(Excerpts from a dataset on object pointing)
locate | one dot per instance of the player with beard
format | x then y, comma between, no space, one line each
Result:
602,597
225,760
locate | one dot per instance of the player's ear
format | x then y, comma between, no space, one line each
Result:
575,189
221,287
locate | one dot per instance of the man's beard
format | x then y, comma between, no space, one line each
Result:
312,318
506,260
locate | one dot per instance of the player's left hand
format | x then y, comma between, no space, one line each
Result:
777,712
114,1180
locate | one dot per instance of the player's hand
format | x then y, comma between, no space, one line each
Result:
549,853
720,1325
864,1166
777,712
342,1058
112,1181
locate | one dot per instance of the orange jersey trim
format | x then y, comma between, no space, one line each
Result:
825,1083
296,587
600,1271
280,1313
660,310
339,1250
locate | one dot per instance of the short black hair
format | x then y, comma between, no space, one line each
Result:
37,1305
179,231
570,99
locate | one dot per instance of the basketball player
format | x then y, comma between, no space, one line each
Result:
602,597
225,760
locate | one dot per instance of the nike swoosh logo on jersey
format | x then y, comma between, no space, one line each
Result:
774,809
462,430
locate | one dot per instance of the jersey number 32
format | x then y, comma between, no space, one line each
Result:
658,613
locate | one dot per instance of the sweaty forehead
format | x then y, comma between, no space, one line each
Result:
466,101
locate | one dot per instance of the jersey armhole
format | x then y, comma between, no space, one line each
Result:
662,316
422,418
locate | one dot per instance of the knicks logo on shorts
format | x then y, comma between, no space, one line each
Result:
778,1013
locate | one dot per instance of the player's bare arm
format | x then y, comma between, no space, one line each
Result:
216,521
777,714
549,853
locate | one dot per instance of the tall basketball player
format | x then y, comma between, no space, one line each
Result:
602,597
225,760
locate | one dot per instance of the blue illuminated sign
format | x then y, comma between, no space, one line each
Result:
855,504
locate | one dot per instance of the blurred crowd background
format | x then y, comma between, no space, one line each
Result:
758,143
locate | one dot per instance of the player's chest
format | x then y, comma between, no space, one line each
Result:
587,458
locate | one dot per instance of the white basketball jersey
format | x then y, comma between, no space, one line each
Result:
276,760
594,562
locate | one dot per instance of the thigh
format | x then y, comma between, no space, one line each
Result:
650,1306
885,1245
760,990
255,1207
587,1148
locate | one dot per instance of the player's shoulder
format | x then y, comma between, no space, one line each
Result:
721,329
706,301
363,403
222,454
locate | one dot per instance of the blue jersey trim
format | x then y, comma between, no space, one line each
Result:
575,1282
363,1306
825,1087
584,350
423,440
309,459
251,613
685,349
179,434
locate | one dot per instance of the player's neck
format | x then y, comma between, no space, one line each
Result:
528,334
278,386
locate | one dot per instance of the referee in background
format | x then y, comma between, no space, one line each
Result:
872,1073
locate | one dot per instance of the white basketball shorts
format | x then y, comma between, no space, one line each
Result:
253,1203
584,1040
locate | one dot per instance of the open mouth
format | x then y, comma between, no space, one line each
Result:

▶ _Your goal_:
Write out again the part of the records that opens with the line containing "locate | one dot per instance of the sweaty" and closes with the end of the records, both ends included. Keep every line as it is, but multiply each coordinate in the answers by 1.2 and round it to a whole number, with halves rounding up.

▶ _The output_:
locate | one dot per instance of the sweaty forehead
format | x then y, comma between, no space, one line each
Result:
559,121
locate | one dot per instance of the jersey armhole
format | x then y, comma between, no space, one line each
Result:
794,379
506,502
locate | one dot per instance of the knicks logo on shorts
format | x then y, comma between, no space, one line each
Result:
934,1216
locate | one dot per instance of the player's bare arm
format | x then y, comma between, no space, one line each
Result:
259,625
932,857
659,1024
locate | one dot per instance of the tall basketball player
format | x then y, comma between, no space, one line each
Result:
722,716
270,912
locate | one dot per instance of the blue illuminated sign
format | x then y, comma between, no space, one line each
Result:
1026,605
locate | one dot per instance of the blurred crowd background
format | x then y, comma between, no space, one line each
Result:
910,172
locate | one dot per instance of the player's chest
format | x then y, comma between, no space, one line each
Result:
704,550
locate | one dot per instance of the white basketball jersey
format | x then y, comma between, no space, one line each
Result:
331,912
713,674
locate | one dot per instance of the thigh
format | x then y, comma between, no space, one line each
Result:
780,1567
1062,1494
912,1188
306,1448
704,1378
locate | one dot per instance of the player's shoulder
format | x then y, comma between, no space, one line each
Result:
865,395
847,361
436,484
266,545
locate | one dot per instance of the blue jersey trim
format | x then y, comma between, no space, one line each
Result:
690,1538
436,1567
990,1304
701,420
508,528
371,551
301,736
822,419
215,521
locate | one dot per instance of the player's neck
format | x then y, comma between, no space, one line each
Result:
634,401
334,463
locate | one dot per instance of the referee in background
format | x then y, comma between, no space, one line each
Result:
1046,1288
locate | one dot per instance of the white basketball shorts
format | x then y, comma between, no space, one line each
Result:
304,1444
701,1248
locate | one dot per instance of the open mouth
format | x then y, comma between, no space, one line each
Result:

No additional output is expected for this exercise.